AUFGABE A >> An welchem Datum fuhr Helmut Qualitz laut dem Lesetext mit seinem Trecker die Mauer um?
AUFGABE B >> Fasse den Absatz des Lesetexts, der mit „Das liegt nur selten“ beginnt, als kurze Stichpunktliste zusammen und behalte dabei die wichtigsten Fakten bei.

LESETEXT >>

- - - - - - -

Das liegt nur selten an fehlendem Interesse, auch wenn es zweifellos Ausnahmen gibt. So wird gern die Geschichte aus der namenlosen Kleinstadt erzählt, deren Gedenkstein mit der Inschrift „3.10.1990“ Passanten folgendermaßen erklärten: „Da wurde doch die Kaufhalle eröffnet.“ Ruth Gleinig weiß es besser. Sie hat für die Stiftung zur Aufarbeitung der SED-Diktatur in jahrelanger Fleißarbeit 356 Gedenkorte zusammengetragen – in Ost- wie in Westdeutschland: 90 Grenzmuseen und Mauermahnmale, 80 Erinnerungsorte für Stätten des stalinistischen Terrors, 30 zur Stasi-Repression, 27 zum 17. Juni 1953, 16 zum Herbst 1989 und so fort; bekannte Institutionen wie das Stasi-Gefängnis Berlin-Hohenschönhausen, verdienstvolle lokale Initiativen, Museen jenseits der reinen Opferperspektive wie das „Dokumentationszentrum Alltagskultur der DDR“ in Eisenhüttenstadt und schließlich skurrile Fundstücke wie den Gedenkstein zum „Checkpoint Qualitz“ zwischen Lübars im West-Berliner Norden und Blankenfelde. Dort hatte der Lübarser Bauer Helmut Qualitz am 16. Juni 1990 mit seinem Trecker die Mauer umgefahren und die Verbindung in den Osten eigenmächtig wieder geöffnet.

- - - - - - -

DATENEINTRÄGE >>
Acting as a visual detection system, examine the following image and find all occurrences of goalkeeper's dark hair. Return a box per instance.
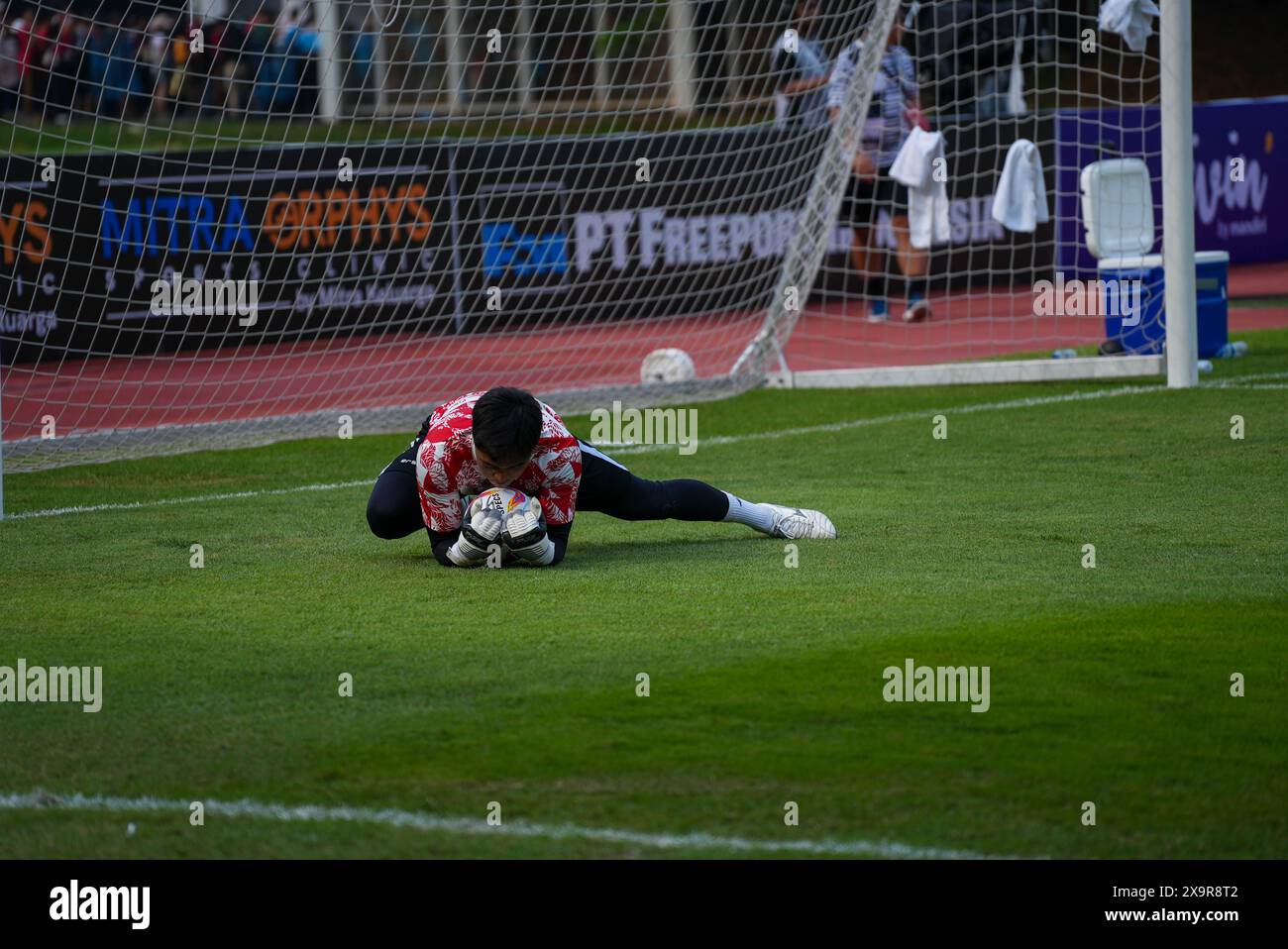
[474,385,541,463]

- - - - - - -

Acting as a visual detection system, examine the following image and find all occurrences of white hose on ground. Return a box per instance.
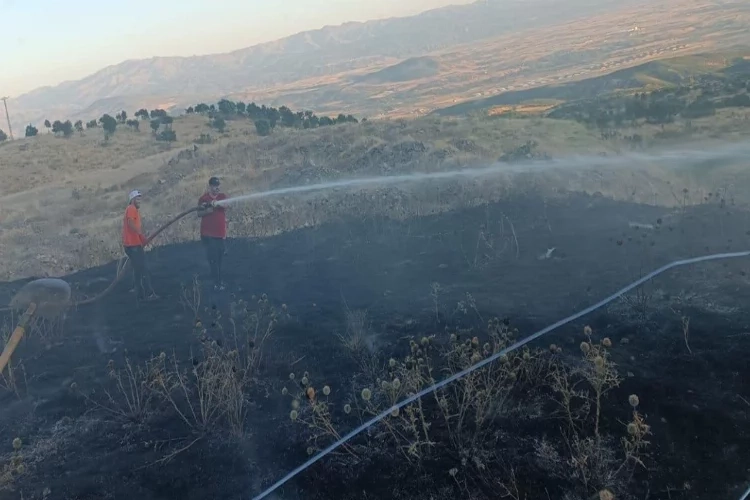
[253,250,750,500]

- - - - - - -

RICHTIGE LÖSUNG A >> Am 16. Juni 1990.

RICHTIGE LÖSUNG B >>
- In einer namenlosen Kleinstadt erklärten Passanten einen Gedenkstein mit der Inschrift „3.10.1990“ mit der Eröffnung der Kaufhalle.
- Ruth Gleinig hat für die Stiftung zur Aufarbeitung der SED-Diktatur 356 Gedenkorte in Ost- und Westdeutschland zusammengetragen.
- Darunter sind 90 Grenzmuseen und Mauermahnmale, 80 Orte zum stalinistischen Terror, 30 zur Stasi-Repression, 27 zum 17. Juni 1953 und 16 zum Herbst 1989.
- Die Sammlung reicht von bekannten Institutionen wie dem Stasi-Gefängnis Berlin-Hohenschönhausen über lokale Initiativen bis zu Museen wie dem „Dokumentationszentrum Alltagskultur der DDR“ in Eisenhüttenstadt.
- Zu den skurrilen Fundstücken gehört der Gedenkstein „Checkpoint Qualitz“ zwischen Lübars und Blankenfelde. Dort fuhr Bauer Helmut Qualitz am 16. Juni 1990 mit seinem Trecker die Mauer um und öffnete eigenmächtig die Verbindung in den Osten.